> **WRITTEN REQUEST**
Copy the items below verbatim, starting with the line that contains "Where can you see the tree" and ending with the line that contains "[[386, 207]]", both included.

> **THE RECORDS**

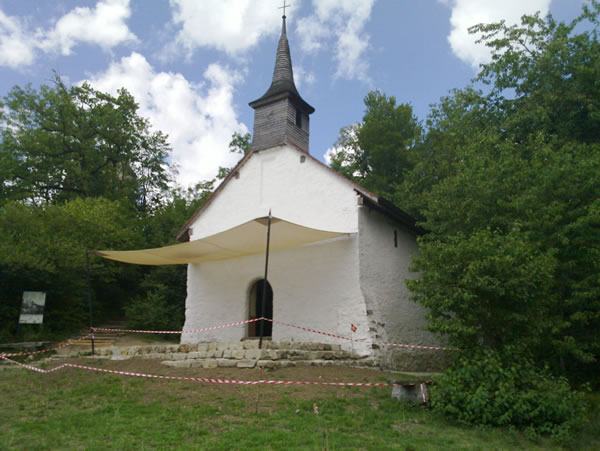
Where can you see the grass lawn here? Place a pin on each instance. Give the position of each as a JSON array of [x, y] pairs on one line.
[[78, 409]]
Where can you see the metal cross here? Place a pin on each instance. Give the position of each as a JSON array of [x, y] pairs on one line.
[[284, 6]]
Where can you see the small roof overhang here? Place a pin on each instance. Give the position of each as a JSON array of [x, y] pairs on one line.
[[246, 239]]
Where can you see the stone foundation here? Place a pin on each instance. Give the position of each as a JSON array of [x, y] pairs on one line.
[[245, 354]]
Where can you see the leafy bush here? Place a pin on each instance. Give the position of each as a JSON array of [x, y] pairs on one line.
[[506, 389], [154, 311]]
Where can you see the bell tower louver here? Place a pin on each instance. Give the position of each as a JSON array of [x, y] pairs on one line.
[[281, 116]]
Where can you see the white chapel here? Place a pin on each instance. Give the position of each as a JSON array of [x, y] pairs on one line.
[[339, 255]]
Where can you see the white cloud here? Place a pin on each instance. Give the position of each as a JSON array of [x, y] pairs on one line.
[[17, 48], [466, 13], [344, 20], [232, 26], [105, 25], [302, 77], [199, 118]]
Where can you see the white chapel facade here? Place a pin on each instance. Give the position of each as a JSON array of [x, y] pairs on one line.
[[357, 278]]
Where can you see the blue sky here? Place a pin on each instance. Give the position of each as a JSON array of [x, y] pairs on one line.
[[193, 65]]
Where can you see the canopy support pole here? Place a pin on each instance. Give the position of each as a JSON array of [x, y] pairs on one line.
[[264, 296], [87, 265]]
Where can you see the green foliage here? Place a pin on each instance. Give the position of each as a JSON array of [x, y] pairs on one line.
[[507, 186], [156, 310], [506, 389], [79, 171], [376, 152], [62, 143], [44, 249]]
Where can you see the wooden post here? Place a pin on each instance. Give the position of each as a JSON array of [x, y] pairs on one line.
[[264, 296], [87, 265]]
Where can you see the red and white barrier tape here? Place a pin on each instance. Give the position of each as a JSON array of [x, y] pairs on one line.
[[423, 393], [205, 329], [239, 323], [383, 343], [196, 379], [64, 345]]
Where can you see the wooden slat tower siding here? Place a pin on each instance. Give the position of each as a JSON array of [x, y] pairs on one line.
[[281, 116]]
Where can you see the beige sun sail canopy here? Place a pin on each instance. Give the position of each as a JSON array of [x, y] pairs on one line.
[[246, 239]]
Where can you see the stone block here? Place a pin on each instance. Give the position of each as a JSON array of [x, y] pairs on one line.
[[266, 364], [246, 363], [271, 354], [286, 363], [253, 354], [226, 363], [282, 354], [410, 392], [238, 354], [223, 346], [210, 363], [250, 344], [284, 345]]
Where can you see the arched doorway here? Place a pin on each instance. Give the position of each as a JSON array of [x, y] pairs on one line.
[[255, 308]]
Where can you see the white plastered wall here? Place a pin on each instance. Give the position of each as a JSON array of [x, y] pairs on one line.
[[304, 193], [315, 286], [384, 268]]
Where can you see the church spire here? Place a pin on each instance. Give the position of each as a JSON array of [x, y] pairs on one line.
[[281, 115]]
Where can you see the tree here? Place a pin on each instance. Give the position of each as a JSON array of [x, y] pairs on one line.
[[376, 152], [507, 185], [44, 249], [62, 143]]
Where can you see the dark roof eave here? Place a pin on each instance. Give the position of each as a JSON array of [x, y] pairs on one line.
[[386, 207]]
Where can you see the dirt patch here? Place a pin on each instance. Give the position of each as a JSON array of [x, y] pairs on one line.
[[254, 397]]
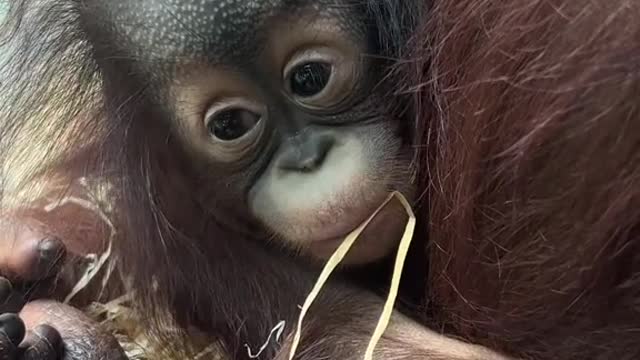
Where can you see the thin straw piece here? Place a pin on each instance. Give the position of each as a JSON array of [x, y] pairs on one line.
[[337, 257]]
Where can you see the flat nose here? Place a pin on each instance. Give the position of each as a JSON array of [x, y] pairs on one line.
[[306, 152]]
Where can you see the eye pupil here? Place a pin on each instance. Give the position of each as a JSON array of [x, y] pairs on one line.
[[309, 79], [232, 124]]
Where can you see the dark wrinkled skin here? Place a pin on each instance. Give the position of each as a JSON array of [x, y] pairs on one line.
[[27, 332]]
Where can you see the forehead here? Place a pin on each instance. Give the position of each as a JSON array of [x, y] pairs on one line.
[[217, 29]]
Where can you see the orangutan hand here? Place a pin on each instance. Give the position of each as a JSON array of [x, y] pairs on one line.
[[49, 330], [31, 258]]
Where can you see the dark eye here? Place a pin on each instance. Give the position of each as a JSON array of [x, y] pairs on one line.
[[232, 124], [310, 79]]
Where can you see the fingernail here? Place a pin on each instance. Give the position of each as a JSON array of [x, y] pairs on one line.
[[5, 290], [13, 327]]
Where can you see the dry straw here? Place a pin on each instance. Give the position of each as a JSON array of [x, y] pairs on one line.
[[340, 253]]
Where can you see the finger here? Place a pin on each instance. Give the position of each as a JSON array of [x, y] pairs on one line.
[[5, 290], [12, 327], [43, 343], [10, 300], [51, 255]]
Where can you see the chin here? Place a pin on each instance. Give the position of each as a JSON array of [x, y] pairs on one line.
[[379, 240]]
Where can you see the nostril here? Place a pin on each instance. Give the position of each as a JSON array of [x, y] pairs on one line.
[[307, 156]]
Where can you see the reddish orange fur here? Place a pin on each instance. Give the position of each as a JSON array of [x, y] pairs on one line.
[[533, 176]]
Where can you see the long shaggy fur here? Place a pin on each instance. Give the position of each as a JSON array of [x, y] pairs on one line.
[[533, 176]]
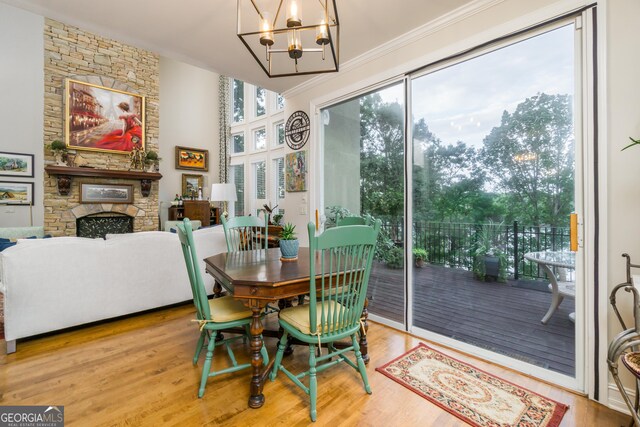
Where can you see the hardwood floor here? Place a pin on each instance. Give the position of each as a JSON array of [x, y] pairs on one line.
[[138, 371]]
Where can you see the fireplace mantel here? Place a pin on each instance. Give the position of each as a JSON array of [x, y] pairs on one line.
[[64, 174]]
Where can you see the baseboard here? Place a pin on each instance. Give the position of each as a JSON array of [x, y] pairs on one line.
[[616, 402]]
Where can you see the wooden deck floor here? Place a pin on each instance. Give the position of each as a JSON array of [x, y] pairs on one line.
[[502, 317]]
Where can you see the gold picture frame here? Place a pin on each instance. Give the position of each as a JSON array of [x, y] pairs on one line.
[[192, 159], [99, 118], [190, 185]]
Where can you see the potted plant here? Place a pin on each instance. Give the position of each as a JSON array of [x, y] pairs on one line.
[[288, 243], [489, 259], [151, 159], [419, 257], [59, 149]]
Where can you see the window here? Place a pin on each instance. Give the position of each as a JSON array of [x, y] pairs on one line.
[[279, 134], [256, 147], [278, 179], [237, 99], [237, 143], [236, 177], [260, 179], [260, 139], [261, 101]]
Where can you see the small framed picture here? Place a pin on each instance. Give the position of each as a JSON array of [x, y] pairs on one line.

> **FULL SOLUTION**
Where can you see the tree here? Place a pin on each instance. Give the position of each as a JSON array of [x, y] pairs on one line.
[[376, 152], [507, 185], [44, 249], [62, 143]]
Where can you see the dark roof eave here? Place a pin on each instance. Give the position of each as a JSON array of [x, y] pairs on one line.
[[386, 207]]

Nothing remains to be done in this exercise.